### GOAL
Tally the lines below that contain the string "detector", and reply with the count alone.

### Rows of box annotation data
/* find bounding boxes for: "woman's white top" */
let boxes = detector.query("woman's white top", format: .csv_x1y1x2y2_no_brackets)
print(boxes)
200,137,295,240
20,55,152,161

--

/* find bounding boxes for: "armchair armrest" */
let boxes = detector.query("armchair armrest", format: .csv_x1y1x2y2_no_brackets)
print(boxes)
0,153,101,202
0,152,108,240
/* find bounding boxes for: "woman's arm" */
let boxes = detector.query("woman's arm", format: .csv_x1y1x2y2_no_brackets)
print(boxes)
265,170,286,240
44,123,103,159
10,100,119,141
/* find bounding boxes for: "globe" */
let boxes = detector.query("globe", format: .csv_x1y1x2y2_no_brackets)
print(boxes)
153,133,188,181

### EXPECTED ANSWER
4